> _What this task involves_: Write out exactly the lines of the entries below from the one holding "point | a marker on each instance of the marble" to the one holding "target | man's white hair", inclusive, and leave out all other lines.

[Referring expression data]

[Start of section]

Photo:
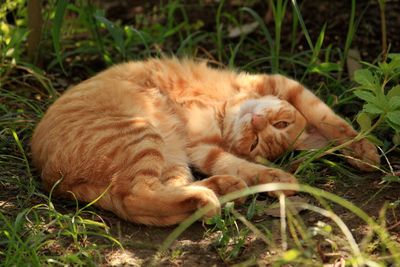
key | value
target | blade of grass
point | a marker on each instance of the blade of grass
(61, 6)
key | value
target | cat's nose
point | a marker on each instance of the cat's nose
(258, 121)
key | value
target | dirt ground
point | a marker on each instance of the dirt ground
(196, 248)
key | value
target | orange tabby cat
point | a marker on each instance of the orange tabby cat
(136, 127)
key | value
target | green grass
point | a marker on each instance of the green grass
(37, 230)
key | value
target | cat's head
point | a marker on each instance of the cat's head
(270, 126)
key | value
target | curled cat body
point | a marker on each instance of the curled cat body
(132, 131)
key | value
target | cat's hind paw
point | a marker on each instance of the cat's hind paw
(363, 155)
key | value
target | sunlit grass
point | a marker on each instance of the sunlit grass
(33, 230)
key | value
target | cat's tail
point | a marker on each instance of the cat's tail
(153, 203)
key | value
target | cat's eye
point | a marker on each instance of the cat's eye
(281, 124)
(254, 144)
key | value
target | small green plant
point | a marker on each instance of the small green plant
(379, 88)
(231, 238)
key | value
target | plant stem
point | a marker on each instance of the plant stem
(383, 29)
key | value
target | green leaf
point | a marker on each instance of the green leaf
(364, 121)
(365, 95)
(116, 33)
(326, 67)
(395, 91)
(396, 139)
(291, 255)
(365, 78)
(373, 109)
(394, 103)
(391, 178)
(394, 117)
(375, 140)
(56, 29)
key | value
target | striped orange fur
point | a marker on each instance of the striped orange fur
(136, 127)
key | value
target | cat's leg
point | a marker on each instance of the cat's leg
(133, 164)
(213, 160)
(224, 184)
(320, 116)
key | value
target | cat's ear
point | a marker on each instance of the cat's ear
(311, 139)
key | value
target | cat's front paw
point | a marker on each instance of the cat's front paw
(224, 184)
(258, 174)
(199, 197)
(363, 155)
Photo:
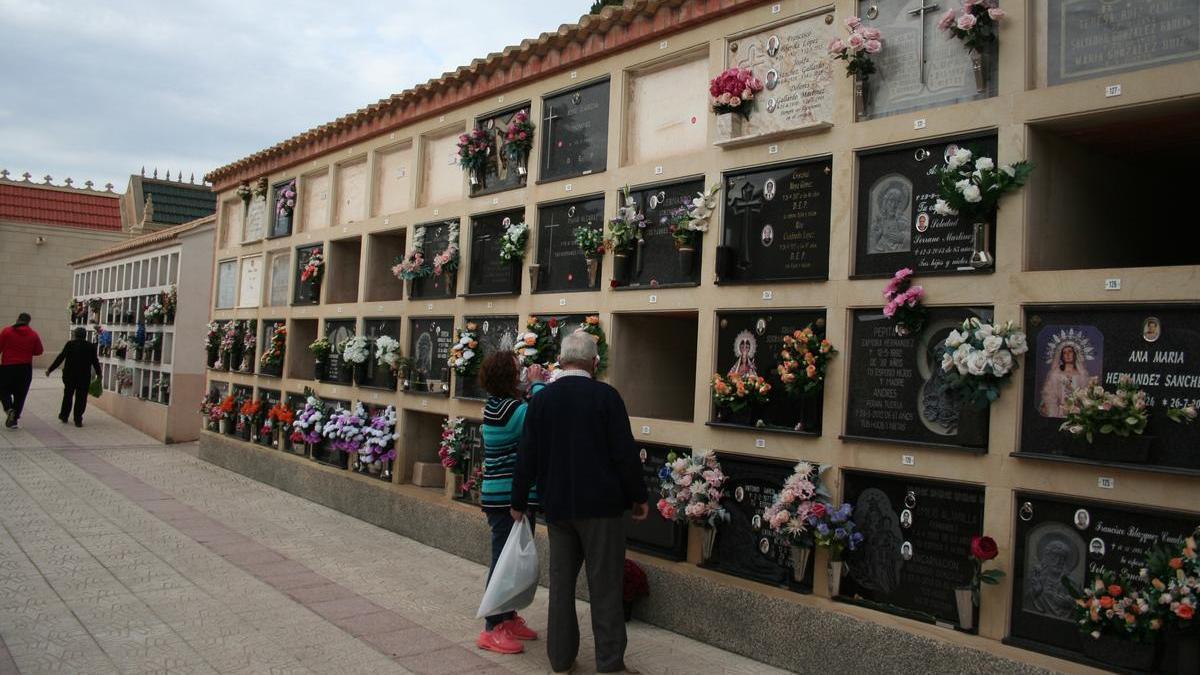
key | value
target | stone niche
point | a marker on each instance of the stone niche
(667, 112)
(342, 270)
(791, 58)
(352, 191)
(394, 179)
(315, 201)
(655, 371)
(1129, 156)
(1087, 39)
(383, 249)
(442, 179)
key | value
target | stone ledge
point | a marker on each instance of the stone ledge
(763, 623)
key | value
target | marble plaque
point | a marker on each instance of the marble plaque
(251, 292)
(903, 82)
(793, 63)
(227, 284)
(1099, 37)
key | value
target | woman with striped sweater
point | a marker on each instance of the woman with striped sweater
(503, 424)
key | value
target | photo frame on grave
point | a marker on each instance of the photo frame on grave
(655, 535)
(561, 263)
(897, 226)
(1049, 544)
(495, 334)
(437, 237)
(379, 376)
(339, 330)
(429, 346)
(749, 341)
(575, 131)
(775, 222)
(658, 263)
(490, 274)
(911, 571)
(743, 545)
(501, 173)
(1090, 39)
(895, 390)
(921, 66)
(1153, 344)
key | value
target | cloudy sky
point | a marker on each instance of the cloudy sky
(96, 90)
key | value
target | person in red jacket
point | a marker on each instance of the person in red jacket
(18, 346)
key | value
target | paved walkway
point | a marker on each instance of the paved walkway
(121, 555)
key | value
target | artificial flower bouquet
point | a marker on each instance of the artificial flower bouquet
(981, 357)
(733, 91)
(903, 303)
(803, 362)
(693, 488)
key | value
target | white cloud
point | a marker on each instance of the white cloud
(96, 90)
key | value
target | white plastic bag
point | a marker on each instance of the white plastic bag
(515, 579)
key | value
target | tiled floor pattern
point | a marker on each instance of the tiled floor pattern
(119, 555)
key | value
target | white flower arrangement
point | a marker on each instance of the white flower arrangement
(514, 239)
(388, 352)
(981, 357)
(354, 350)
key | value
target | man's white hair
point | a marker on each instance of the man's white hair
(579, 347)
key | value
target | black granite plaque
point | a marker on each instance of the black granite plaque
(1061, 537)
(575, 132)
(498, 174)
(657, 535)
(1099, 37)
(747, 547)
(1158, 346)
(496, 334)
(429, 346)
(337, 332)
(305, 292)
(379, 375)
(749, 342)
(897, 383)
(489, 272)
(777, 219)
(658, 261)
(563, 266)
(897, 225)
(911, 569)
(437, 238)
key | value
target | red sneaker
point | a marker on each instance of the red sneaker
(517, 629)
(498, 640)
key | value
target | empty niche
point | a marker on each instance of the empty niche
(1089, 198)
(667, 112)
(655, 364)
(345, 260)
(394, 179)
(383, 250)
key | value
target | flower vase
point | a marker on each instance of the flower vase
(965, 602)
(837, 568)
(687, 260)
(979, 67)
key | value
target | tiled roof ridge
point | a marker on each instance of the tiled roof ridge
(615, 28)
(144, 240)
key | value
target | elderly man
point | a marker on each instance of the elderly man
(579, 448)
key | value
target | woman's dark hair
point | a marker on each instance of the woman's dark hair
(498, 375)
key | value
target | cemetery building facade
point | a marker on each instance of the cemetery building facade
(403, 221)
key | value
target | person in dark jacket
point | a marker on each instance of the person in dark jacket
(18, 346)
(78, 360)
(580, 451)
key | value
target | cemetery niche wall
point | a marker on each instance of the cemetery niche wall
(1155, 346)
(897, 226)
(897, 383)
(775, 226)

[End of section]
[Start of section]

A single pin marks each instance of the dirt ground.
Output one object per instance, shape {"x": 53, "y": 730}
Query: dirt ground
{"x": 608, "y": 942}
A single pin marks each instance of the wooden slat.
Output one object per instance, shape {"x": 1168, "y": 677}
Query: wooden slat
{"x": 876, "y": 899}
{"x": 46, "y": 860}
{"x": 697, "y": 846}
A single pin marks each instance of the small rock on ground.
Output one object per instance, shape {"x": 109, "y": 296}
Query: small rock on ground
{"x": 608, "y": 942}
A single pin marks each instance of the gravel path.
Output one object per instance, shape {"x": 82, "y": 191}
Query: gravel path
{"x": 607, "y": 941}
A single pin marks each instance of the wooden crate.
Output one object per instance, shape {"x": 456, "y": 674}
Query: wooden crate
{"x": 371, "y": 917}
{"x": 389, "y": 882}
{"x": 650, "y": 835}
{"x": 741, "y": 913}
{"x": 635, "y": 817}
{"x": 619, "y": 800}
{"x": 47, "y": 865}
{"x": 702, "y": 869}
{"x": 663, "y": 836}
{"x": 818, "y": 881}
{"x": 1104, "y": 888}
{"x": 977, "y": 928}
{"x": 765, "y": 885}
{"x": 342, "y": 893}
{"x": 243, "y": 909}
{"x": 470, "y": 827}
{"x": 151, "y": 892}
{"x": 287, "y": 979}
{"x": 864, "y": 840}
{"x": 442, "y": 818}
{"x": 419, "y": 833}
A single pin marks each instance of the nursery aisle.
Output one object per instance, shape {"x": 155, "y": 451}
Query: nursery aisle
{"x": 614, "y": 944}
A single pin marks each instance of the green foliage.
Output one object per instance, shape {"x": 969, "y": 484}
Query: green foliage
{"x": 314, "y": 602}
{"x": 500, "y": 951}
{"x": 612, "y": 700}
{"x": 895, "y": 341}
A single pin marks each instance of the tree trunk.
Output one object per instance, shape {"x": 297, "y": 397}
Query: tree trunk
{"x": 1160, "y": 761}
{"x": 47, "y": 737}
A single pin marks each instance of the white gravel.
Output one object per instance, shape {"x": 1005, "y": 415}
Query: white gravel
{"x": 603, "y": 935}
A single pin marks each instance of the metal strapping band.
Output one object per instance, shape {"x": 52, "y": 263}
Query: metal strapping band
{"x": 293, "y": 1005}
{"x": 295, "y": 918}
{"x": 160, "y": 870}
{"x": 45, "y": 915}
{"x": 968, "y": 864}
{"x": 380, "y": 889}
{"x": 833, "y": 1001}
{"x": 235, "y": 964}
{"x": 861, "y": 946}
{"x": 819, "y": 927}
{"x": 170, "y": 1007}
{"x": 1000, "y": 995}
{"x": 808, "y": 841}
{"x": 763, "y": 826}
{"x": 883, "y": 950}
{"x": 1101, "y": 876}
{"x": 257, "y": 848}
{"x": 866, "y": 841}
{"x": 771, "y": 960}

[End of section]

> _Result for this exercise_:
point | a marker on each instance of the marble plaque
(251, 292)
(903, 82)
(793, 63)
(227, 284)
(1099, 37)
key | value
target | woman with striped sweater
point | a marker on each instance of the woman with striped sweater
(503, 424)
key | value
target | photo frame on grave
point | a marker on each instance of the photo frame on grave
(655, 535)
(561, 263)
(897, 226)
(1049, 544)
(495, 334)
(437, 237)
(379, 376)
(339, 330)
(429, 346)
(749, 341)
(575, 131)
(775, 222)
(658, 263)
(490, 274)
(911, 571)
(743, 545)
(501, 173)
(1090, 39)
(895, 390)
(921, 66)
(1153, 344)
key | value
target | cloudy sky
point | a marker on each instance of the cloudy sky
(96, 90)
key | value
target | person in red jacket
point | a marker on each instance of the person in red jacket
(18, 346)
key | value
target | paved walkway
point | a marker on each instance of the paved walkway
(121, 555)
key | value
target | artificial flower bouquet
point | a marker on each instance of the artificial flower bouquet
(981, 357)
(733, 91)
(903, 303)
(803, 362)
(693, 488)
key | value
target | white cloud
point | a marker on each instance of the white cloud
(96, 90)
key | value
target | white plastic bag
point | a marker on each instance of the white plastic bag
(515, 579)
key | value
target | tiled floor pattern
point | a marker on each instance of the tiled floor pattern
(119, 555)
key | value
target | white flower arrangement
point | a marker on each instance of the white flower arrangement
(514, 239)
(388, 352)
(981, 357)
(354, 350)
key | value
target | man's white hair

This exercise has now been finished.